Point annotation dataset records.
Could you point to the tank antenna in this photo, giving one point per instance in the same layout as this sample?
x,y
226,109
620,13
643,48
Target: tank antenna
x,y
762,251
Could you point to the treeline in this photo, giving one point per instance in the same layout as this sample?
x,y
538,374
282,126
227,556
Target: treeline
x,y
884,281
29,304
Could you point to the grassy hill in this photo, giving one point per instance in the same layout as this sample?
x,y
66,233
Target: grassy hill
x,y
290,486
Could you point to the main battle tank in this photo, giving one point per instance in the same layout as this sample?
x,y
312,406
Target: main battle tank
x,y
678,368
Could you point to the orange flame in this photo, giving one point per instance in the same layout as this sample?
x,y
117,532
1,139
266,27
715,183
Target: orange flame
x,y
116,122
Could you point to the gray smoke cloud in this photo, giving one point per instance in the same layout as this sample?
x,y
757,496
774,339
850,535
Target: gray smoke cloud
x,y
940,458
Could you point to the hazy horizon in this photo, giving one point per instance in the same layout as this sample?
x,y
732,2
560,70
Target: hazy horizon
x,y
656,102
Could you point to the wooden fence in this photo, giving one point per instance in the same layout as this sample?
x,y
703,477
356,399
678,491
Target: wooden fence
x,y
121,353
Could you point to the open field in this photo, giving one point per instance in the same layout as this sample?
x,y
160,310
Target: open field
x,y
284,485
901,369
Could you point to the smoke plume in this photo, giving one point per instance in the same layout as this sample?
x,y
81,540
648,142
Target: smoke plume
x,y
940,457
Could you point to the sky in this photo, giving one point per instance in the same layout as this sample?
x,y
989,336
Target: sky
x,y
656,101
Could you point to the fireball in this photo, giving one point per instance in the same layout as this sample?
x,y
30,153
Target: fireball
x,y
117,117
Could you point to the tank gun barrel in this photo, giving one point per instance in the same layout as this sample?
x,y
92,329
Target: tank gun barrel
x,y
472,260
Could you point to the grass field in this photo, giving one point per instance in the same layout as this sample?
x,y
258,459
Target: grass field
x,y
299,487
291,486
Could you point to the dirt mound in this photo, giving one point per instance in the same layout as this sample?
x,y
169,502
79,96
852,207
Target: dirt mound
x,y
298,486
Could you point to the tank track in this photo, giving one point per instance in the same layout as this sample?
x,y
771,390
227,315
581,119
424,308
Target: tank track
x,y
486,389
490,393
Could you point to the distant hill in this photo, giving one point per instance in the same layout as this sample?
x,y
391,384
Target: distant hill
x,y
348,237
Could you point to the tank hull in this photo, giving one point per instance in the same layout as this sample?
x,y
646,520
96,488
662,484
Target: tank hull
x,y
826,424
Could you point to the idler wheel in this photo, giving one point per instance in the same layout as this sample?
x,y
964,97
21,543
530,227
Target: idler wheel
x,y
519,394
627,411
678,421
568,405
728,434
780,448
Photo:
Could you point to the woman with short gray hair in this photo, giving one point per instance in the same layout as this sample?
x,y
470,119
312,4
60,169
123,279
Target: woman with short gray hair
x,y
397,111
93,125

GOAL.
Extract, exactly as they appear, the lines from the one containing "Could you point to the smoke" through the final line.

REPLY TO THE EXERCISE.
Could you point to the smoke plume in this photo, giving one point per instance in the same layout as this sample?
x,y
81,540
648,142
Target: smoke plume
x,y
940,457
Could you point to the sky in this photo, giving one point per instance in the same layout as this sample?
x,y
989,336
Target: sky
x,y
656,101
Could you point to the fireball in this photo, giving one point per instance in the same layout as this sample?
x,y
30,153
Target: fireball
x,y
117,117
Could you point to the tank gun barrel in this photo, giving one point per instance in the same layout as this sample?
x,y
92,329
Target: tank gun barrel
x,y
472,260
Could you point to the grass field in this photo, giving one point per instance in the same layout as this sample?
x,y
258,459
Target: grass field
x,y
299,487
291,486
Could you point to the dirt mound in this photo, giving one point per instance in the same layout as this sample?
x,y
169,502
79,96
852,207
Target: dirt mound
x,y
298,486
Could you point to the tank track in this photo, giving one point per instance in the same layout as this sample?
x,y
771,390
227,315
581,119
424,308
Target: tank track
x,y
486,389
490,393
Could you point to the distant hill in this photo, giving one point per instance in the same layout as this sample?
x,y
391,384
Target: distant hill
x,y
348,237
Could you point to the tank hull in this photo, giving one point per instance in the same layout as this sample?
x,y
646,520
96,488
662,484
Target: tank hull
x,y
826,424
Could you point to the idler wheel in this photo, giving one point per instance in the same layout as this sample?
x,y
964,97
21,543
530,227
Target: idler wheel
x,y
519,394
627,411
678,421
568,405
728,434
780,448
Photo:
Could you point to the woman with short gray hair in this photo, giving one point per instance in the same layout as this sample?
x,y
470,119
312,4
60,169
123,279
Target: woman with short gray hair
x,y
397,111
93,125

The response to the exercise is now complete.